Collected data entries:
········

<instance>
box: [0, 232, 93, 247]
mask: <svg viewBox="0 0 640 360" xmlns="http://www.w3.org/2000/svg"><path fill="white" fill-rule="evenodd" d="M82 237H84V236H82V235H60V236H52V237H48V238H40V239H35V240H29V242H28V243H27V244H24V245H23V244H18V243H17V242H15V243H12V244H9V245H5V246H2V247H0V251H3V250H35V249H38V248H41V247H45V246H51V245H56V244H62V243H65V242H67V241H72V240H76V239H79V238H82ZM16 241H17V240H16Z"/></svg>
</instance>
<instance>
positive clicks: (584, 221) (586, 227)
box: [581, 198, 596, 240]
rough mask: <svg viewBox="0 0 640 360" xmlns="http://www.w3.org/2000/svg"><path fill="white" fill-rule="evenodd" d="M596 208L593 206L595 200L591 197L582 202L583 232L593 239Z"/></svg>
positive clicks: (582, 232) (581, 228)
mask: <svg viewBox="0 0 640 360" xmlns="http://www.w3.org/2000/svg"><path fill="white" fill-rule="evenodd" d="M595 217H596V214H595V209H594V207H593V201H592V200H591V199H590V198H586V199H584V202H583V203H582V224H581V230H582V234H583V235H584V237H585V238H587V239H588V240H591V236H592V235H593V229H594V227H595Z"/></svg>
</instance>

········

→ **WHAT IS NEEDED**:
Copy out the records once more, exactly as they are written.

→ **ANSWER TO THE EXERCISE**:
<instance>
box: [0, 232, 93, 247]
mask: <svg viewBox="0 0 640 360" xmlns="http://www.w3.org/2000/svg"><path fill="white" fill-rule="evenodd" d="M82 237H84V236H82V235H60V236H52V237H48V238H40V239H35V240H29V242H28V243H27V244H24V245H23V244H18V243H17V242H15V243H12V244H9V245H5V246H2V247H0V251H3V250H35V249H38V248H41V247H45V246H51V245H56V244H62V243H65V242H67V241H72V240H76V239H79V238H82ZM16 241H17V240H16Z"/></svg>
</instance>
<instance>
positive clicks: (584, 221) (586, 227)
box: [581, 198, 596, 240]
rough mask: <svg viewBox="0 0 640 360" xmlns="http://www.w3.org/2000/svg"><path fill="white" fill-rule="evenodd" d="M596 208L593 206L595 200L591 197L582 202L583 232L593 239Z"/></svg>
positive clicks: (582, 232) (581, 228)
mask: <svg viewBox="0 0 640 360" xmlns="http://www.w3.org/2000/svg"><path fill="white" fill-rule="evenodd" d="M595 217H596V214H595V209H594V207H593V201H592V200H591V199H590V198H586V199H584V202H583V203H582V224H581V230H582V234H583V235H584V237H585V238H587V239H588V240H591V236H592V235H593V229H594V227H595Z"/></svg>
</instance>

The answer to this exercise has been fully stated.